* Document segment

[start]

Dimensionality Reduction and Clustering

Here we show how to calculate the principal components in the space of backbone torsions. It is also common to calculate principal components in the space of backbone distances. For the latter, again just change 'bb-torsions' to 'bb-distances'. We then perform k-means clustering in the space of the top-three principal components.

We only consider the transmembrane region here, so flexible loops outside the membrane do not distort the more important slow motions in the receptor core.

Preparation

First we import the necessary modules and functions.

from pensa.features import *
from pensa.dimensionality import *
from pensa.comparison import *
from pensa.clusters import *
import numpy as np

Then we load the structural features as described in the featurization tutorial.

sim_a_tmr = read_structure_features(
    "traj/condition-a_tm.gro",
    "traj/condition-a_tm.xtc",
    cossin=True
)
sim_b_tmr = read_structure_features(
    "traj/condition-b_tm.gro",
    "traj/condition-b_tm.xtc",
    cossin=True
)
sim_a_tmr_feat, sim_a_tmr_data = sim_a_tmr
sim_b_tmr_feat, sim_b_tmr_data = sim_b_tmr

Note that here we load the cosine/sine of the torsions instead of their values in radians.

Principal Component Analysis (PCA)

Combined PCA

In the spirit of comparing two simulations, we calculate the principal components of their joint ensemble of structures. First, we combine the data of the two simulation conditions.

combined_data_tors = np.concatenate([sim_a_tmr_data['bb-torsions'], sim_b_tmr_data['bb-torsions']], 0)

We can now calculate the principal components of this combined dataset. The corresponding function returns a PyEMMA PCA object, so you can combine it with all functionality in PyEMMA to perform more advanced or specialized analysis.

pca_combined = calculate_pca(combined_data_tors)

To find out how relevant each PC is, let’s have a look at their eigenvalues.

idx, ev = pca_eigenvalues_plot(
    pca_combined, num=12,
    plot_file='plots/combined_tmr_eigenvalues.pdf'
)

Now we can compare how the frames of each ensemble are distributed along the principal components.

_ = compare_projections(
    sim_a_tmr_data['bb-torsions'],
    sim_b_tmr_data['bb-torsions'],
    pca_combined,
    label_a='A', label_b='B'
)

[end]

* Source material
[start]

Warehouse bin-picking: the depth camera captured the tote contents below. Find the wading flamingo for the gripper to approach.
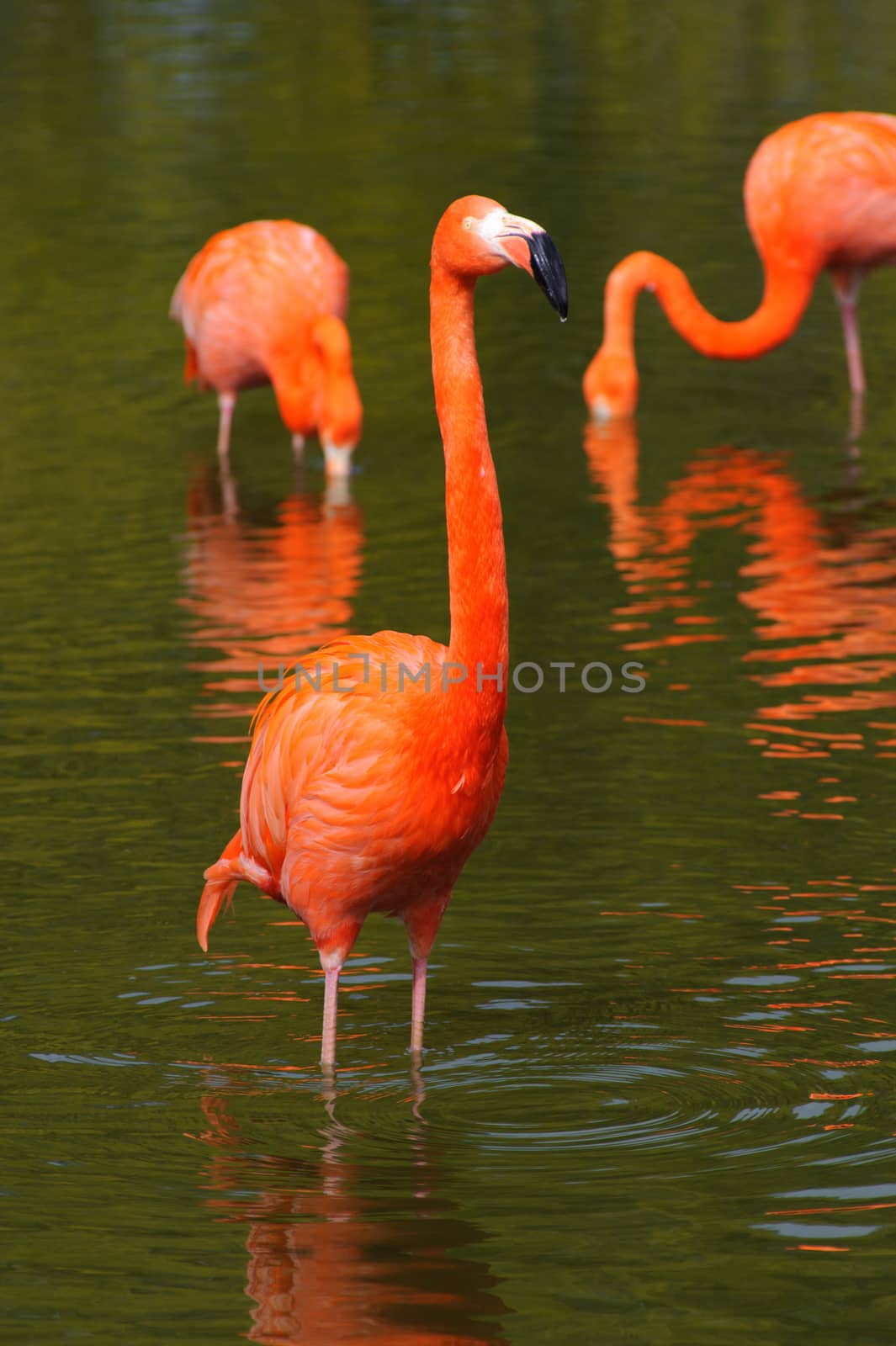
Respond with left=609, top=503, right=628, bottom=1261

[end]

* Requirements
Pick up the tutorial on principal component analysis and clustering right after its last sentence and carry it on. The data is separate material and has no connection to the tutorial on principal component analysis and clustering.

* The result
To get a better glimpse on what the Principal components look like, we would like to visualize them. For that purpose, let us sort the structures from the trajectories along the principal components instead of along simulation time. We can then look at the resulting PC trajectories with a molecular visualization program like VMD.

The trajectory to be sorted does not have to be the same subsystem from which we calcualted the PCA. Here, we are going to write frames with the entire receptor, sorted by the PCs of the transmembrane region.

_ = sort_trajs_along_common_pc(
    sim_a_tmr_data['bb-torsions'], sim_b_tmr_data['bb-torsions'],
    "traj/condition-a_receptor.gro", "traj/condition-b_receptor.gro",
    "traj/condition-a_receptor.xtc", "traj/condition-b_receptor.xtc",
    "pca/receptor_by_tmr", num_pc=3, start_frame=0
)

The above function deals with the special case of two input trajectories. We also provide the functions for a single one (see below). You use these to calculate PCA for any number of combined simulations and then sort the single or combined simulations.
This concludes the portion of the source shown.